* Ejercicios propuestos *
[1] Responda, a partir del relato sobre la picadura de tarántula, las preguntas siguientes:
(a) ¿En qué zona del cuerpo sintió Jerónima Rincón la picadura?
(b) ¿A qué hora se empezó a tocar la tarantela?
(c) ¿Al cabo de cuántos días de repetir el baile se halló libre de la dolencia?
[2] Prosiga el relato sobre la picadura de tarántula desde el punto en que termina.

OCHO EMBARAZOS BAILANDO LA TARANTELA

“Jerónima Rincón, alias la Celemina, natural de Mestanza, provincia de Ciudad Real, de 40 años de edad, de temperamento sanguíneo, idiosincrasia gastrohepática, casada, en el mes de julio de 1817 sintió una picadura como de una pulga en la parte lateral anterior izquierda del cuello, y a los cuatro minutos fue acometida de una ligera lipotimia que, graduándose insensiblemente, fue convirtiéndose en un verdadero síncope, para volverle del cual, se le aplicaron toda clase de remedios recomendados para tales casos, siendo todos enteramente inútiles hasta que sospechando si habría sido picada por una tarántula, por ser en dicho pueblo muy frecuentes estos insectos, empezaron a observarla atentamente y se notó en la ya citada región del cuello una picadura amoratada negruzca situada en el centro de un tumorcito como un pequeño garbanzo duro y circunscrito; sin detenerse un instante se procedió a tocar la tarantela a las once de la mañana; a los dos minutos empezó a notarse cierta titilación en el punto picado; a los cinco minutos empezó a mover el cuello propagándose este movimiento convulsivo a los brazos y piernas en términos que, a los trece minutos de haber empezado a tocar la tarantela, la enferma había vuelto enteramente del síncope dando frecuentes y prolongados suspiros, y se hallaba bailando con la mayor agilidad persistiendo en este ejercicio hasta las doce en punto en que se dejó de tocar la (tarantela) y en cuyo mismo instante cayó en el suelo cubierta de un sudor copioso, el que se procuró hacer que conservara a fuerza de cuidado y de abrigo; a las dos horas de haber bailado estaba bastante tranquila quejándose sin embargo de cierta debilidad consiguiente al ejercicio tan violento que había soportado y a la evacuación de sudor tan considerable que había experimentado la infeliz.

A los ocho días de haber repetido el baile en los términos y por el tiempo que en el primer día, se halló libre de la dolencia.

* Listado de datos *
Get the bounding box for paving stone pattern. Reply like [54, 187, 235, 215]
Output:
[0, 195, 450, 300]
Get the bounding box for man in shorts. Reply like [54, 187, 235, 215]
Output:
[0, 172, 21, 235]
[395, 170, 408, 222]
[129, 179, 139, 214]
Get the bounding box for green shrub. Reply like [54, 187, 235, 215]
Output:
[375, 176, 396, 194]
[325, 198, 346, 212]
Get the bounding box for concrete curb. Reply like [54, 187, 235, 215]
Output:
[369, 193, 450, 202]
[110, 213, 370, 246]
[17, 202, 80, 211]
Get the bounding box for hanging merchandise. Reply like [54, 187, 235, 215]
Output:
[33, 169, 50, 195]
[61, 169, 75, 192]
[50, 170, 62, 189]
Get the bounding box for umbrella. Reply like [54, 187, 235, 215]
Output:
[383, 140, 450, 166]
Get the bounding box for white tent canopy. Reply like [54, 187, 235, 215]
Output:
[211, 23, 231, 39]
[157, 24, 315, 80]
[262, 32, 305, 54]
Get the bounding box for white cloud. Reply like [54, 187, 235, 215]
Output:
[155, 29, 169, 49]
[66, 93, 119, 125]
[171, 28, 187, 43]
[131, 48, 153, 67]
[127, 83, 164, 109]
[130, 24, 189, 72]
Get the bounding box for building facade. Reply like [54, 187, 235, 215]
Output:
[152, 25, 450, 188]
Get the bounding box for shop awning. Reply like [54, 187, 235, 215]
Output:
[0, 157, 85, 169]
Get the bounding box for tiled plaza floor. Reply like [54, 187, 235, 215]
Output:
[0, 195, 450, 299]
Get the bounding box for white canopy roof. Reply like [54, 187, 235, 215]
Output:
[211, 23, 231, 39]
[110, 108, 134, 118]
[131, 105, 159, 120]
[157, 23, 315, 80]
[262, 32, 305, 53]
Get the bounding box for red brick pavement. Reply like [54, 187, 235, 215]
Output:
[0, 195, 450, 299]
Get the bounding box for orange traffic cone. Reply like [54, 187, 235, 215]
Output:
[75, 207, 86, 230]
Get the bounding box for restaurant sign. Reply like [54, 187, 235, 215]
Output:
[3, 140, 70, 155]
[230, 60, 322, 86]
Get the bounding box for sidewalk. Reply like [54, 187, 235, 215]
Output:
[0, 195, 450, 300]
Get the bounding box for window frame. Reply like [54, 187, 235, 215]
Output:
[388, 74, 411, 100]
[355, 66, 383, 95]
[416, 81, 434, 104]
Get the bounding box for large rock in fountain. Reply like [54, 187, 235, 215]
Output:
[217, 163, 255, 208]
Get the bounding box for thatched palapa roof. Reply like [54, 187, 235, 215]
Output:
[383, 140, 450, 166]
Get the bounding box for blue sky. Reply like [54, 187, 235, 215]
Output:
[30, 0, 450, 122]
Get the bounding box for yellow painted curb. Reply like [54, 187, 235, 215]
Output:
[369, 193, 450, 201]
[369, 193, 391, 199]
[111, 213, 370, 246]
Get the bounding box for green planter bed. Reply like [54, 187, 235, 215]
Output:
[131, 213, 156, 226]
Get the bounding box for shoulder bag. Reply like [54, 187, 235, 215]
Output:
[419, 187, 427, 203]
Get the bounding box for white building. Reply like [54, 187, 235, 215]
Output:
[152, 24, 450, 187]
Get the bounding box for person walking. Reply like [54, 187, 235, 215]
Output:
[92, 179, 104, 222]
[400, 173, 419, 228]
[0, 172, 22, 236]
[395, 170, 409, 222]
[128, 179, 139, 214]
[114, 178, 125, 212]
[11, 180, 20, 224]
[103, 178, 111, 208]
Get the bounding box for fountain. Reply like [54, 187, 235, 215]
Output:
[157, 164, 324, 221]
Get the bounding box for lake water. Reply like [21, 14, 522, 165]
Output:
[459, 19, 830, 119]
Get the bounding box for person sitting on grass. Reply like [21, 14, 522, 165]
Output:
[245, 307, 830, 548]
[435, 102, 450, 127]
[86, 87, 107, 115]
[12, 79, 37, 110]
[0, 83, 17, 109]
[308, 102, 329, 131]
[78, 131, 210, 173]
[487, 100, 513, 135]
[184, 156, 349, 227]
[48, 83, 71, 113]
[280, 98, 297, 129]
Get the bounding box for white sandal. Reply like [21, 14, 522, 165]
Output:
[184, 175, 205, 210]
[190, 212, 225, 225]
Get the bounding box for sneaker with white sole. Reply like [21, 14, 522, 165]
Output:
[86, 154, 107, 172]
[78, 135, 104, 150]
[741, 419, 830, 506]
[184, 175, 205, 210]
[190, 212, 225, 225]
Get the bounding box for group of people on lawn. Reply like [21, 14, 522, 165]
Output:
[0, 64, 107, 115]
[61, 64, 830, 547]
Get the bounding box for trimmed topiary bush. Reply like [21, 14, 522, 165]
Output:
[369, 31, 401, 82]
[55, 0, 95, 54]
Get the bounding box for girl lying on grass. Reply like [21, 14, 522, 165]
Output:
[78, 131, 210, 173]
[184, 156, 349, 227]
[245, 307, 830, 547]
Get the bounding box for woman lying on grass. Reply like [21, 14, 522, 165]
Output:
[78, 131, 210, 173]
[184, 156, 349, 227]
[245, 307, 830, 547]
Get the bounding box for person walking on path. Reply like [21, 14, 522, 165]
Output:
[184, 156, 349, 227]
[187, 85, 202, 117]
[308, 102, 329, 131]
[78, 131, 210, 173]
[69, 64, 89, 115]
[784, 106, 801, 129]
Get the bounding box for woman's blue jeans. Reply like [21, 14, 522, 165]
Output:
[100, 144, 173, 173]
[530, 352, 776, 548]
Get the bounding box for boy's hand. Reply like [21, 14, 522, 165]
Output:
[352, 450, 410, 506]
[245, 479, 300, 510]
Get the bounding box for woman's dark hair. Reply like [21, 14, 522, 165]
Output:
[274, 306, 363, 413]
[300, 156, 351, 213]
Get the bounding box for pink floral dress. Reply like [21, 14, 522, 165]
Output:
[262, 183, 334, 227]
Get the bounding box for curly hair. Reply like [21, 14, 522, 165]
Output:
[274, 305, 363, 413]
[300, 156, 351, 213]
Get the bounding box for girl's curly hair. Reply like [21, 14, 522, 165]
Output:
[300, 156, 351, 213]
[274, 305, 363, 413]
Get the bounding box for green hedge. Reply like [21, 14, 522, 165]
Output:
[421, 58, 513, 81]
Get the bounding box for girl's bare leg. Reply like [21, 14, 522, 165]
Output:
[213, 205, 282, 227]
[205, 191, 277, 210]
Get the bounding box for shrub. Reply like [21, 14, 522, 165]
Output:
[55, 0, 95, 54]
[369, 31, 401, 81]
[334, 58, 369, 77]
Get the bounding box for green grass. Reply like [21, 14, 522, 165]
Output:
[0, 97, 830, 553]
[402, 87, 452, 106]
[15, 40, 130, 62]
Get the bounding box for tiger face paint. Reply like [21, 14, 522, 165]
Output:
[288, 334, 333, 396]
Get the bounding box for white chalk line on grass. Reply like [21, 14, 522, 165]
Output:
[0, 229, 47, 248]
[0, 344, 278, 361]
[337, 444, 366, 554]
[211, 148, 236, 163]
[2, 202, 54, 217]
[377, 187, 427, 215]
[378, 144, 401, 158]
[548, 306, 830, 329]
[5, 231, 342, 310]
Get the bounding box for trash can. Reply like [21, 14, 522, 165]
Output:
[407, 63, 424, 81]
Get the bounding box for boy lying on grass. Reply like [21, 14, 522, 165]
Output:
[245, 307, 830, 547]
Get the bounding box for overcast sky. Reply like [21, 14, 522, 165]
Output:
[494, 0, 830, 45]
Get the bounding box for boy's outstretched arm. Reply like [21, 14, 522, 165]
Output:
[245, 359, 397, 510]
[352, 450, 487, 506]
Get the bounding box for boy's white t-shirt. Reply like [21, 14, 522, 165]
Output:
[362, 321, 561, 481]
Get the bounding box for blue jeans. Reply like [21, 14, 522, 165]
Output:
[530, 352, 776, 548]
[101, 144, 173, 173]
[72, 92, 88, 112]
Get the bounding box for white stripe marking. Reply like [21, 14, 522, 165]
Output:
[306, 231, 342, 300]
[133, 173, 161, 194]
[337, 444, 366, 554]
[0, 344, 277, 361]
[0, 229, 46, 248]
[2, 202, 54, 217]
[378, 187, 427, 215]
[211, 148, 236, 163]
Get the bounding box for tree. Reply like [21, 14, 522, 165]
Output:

* Resultados esperados *
[1]
(a) En la parte lateral anterior izquierda del cuello.
(b) A las once de la mañana.
(c) A los ocho días.

[2]
Al año siguiente (1818) se casó la Jerónima y hallándose embarazada, se puso triste  (y) melancólica, y se vio acometida de fuertes lipotimias alternadas de una convulsión bastante graduada en el sitio en donde el año anterior le había picado la tarántula; más como de esta dolencia había curado completamente, y los síntomas que presentaba entonces podían muy bien referirse a su embarazo, no se hizo caso para la curación de la picadura del insecto, y se la prescribieron varios remedios, calmantes y antiespasmódicos, logrando con ellos empeorarse cada día más en vez de adelantar en su curación; al fin cansados de aplicar toda clase de medicamentos, a ruegos de la misma enferma, se tocó la tarantela con todas aquellas precauciones consiguientes al estado en que se hallaba la infeliz, y a los tres días de haber usado este remedio se encontró libre de las convulsiones y de las lipotimias, volviendo luego su carácter a ser alegre y adquiriendo en una palabra el estado más completo de salud; pero lo más particular, y lo que más debe llamar la atención es que en los ocho embarazados que dicha Jerónima padeció, en todos ocho se notaron los mismos síntomas que en el primero,y en todos ellos la música fue el medio único y enérgico que la volvió la salud, sin que desde el último embarazo hasta el día de la fecha haya vuelto a tener la menor novedad.”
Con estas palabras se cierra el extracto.